── Stored rows

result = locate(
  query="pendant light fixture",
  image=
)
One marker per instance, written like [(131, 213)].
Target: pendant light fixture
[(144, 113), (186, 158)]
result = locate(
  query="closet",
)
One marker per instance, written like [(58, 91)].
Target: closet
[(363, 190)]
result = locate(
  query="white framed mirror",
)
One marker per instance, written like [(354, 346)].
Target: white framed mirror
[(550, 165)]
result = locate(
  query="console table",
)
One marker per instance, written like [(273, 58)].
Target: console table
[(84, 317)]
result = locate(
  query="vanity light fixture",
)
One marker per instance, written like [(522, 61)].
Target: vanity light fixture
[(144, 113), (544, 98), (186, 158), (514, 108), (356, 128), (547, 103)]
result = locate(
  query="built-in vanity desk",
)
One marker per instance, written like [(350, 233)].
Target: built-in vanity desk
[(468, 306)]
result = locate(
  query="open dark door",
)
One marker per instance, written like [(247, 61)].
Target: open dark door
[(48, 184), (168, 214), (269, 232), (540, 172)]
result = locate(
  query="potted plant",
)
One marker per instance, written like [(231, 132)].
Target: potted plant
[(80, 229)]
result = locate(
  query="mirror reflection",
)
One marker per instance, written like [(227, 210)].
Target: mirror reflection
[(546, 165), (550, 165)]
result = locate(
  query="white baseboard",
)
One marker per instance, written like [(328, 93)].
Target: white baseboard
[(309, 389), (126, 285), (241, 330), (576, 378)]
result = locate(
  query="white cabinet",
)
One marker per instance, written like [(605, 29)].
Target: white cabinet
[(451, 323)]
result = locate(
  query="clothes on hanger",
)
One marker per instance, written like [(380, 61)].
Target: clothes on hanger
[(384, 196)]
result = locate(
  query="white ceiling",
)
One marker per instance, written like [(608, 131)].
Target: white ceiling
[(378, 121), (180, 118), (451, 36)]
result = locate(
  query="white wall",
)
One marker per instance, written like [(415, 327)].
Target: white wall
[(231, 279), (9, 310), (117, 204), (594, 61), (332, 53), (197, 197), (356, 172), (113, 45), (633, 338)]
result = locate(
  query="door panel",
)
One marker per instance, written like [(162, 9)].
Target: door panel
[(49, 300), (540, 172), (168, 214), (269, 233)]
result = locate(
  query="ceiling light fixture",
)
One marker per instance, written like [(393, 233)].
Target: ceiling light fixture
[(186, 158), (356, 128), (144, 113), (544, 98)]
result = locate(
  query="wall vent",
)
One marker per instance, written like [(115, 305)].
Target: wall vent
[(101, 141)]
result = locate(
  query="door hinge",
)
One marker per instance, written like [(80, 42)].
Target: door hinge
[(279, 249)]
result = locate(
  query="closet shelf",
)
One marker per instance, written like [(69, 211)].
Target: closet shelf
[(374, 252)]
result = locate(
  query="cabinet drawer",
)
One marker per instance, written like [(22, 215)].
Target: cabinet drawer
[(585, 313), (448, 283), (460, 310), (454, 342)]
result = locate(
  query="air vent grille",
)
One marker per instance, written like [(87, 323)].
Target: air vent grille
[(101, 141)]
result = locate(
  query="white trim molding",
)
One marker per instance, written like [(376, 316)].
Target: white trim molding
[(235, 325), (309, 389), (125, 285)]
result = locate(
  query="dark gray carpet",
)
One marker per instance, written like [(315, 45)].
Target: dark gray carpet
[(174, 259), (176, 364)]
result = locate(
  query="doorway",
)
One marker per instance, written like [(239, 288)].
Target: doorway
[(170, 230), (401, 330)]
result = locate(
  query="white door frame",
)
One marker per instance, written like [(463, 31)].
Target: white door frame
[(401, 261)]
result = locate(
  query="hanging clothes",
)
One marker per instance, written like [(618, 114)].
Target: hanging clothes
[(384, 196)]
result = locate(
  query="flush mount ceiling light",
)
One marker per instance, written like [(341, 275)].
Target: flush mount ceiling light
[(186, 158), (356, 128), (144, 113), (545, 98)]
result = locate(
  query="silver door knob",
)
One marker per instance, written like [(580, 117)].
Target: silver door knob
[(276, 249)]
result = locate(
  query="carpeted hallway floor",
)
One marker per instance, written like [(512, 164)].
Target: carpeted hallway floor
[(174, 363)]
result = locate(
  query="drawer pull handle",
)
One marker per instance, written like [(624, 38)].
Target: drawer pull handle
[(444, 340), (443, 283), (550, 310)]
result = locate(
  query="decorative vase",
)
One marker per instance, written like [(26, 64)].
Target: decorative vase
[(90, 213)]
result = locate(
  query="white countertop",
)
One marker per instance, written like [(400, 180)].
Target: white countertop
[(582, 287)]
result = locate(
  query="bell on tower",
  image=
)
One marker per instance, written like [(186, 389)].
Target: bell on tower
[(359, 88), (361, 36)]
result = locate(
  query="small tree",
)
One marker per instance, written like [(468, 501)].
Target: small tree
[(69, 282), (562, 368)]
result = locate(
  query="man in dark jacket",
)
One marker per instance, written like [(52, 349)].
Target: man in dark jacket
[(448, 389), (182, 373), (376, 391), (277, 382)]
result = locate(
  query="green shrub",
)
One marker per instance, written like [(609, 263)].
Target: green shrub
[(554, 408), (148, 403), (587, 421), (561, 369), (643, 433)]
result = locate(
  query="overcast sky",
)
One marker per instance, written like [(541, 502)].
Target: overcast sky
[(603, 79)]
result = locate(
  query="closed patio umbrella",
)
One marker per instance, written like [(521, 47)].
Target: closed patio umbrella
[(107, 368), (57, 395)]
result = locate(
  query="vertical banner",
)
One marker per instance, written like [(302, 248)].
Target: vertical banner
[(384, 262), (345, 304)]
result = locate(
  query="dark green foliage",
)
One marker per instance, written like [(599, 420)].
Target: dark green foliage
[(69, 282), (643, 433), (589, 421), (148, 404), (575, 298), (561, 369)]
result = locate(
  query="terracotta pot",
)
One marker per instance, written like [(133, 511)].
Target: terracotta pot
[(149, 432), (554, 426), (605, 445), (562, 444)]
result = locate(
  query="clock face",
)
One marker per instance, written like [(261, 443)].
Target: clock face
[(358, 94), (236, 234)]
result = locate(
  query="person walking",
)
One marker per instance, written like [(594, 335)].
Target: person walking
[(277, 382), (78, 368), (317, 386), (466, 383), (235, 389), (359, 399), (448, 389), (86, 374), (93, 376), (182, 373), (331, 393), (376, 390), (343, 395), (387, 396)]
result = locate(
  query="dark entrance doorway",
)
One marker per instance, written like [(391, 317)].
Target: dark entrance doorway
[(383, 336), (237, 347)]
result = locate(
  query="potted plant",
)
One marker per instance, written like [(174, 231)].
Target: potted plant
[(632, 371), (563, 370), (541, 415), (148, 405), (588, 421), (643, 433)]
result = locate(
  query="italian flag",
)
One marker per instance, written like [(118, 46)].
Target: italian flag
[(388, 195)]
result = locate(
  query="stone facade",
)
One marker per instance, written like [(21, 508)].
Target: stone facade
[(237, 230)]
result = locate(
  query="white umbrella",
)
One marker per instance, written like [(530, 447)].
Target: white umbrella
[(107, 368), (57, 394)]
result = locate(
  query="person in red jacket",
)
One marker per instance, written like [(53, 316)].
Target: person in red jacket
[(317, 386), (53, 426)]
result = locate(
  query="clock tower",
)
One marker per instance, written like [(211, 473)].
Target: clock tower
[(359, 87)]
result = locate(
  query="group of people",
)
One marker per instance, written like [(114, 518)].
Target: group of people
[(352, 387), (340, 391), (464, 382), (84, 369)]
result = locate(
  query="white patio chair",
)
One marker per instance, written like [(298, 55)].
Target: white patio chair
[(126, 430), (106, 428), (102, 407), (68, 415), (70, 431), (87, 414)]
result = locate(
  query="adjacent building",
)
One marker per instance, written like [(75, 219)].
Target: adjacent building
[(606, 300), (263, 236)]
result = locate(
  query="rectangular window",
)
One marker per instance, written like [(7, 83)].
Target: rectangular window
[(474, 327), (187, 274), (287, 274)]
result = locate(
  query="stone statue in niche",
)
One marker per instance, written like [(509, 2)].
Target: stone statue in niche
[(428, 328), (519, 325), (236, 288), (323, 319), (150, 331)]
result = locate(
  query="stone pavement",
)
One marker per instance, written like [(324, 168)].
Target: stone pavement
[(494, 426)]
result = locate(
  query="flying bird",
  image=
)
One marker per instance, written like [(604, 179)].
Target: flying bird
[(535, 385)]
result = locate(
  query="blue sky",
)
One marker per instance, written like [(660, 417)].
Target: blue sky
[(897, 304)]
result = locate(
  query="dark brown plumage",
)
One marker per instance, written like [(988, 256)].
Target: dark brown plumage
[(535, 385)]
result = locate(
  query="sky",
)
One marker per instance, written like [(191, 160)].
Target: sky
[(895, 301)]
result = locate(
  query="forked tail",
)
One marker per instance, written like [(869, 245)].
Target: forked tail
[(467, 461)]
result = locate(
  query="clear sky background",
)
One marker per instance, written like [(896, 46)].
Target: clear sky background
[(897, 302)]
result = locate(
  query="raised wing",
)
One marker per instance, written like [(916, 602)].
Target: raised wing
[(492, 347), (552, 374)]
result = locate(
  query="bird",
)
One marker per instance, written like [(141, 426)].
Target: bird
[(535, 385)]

────

* Task statement *
Write out every line of the entries from the start through the line that contains "[(84, 317)]". Shift each answer point by adding 134 to both of its coordinates, and leave every other number unchanged.

* Answer to the task *
result = locate(
  query="pendant light fixture",
  image=
)
One marker per instance, written like [(131, 213)].
Target: pendant light fixture
[(278, 247), (320, 292)]
result = locate(
  query="closet",
)
One marker per instance, written like [(58, 91)].
Target: closet
[(497, 324)]
result = locate(
  query="white framed mirror",
)
One marker per instance, written like [(354, 346)].
Target: white framed mirror
[(684, 299)]
result = locate(
  query="console table",
)
One marker per instance, written like [(273, 58)].
Target: console table
[(218, 451)]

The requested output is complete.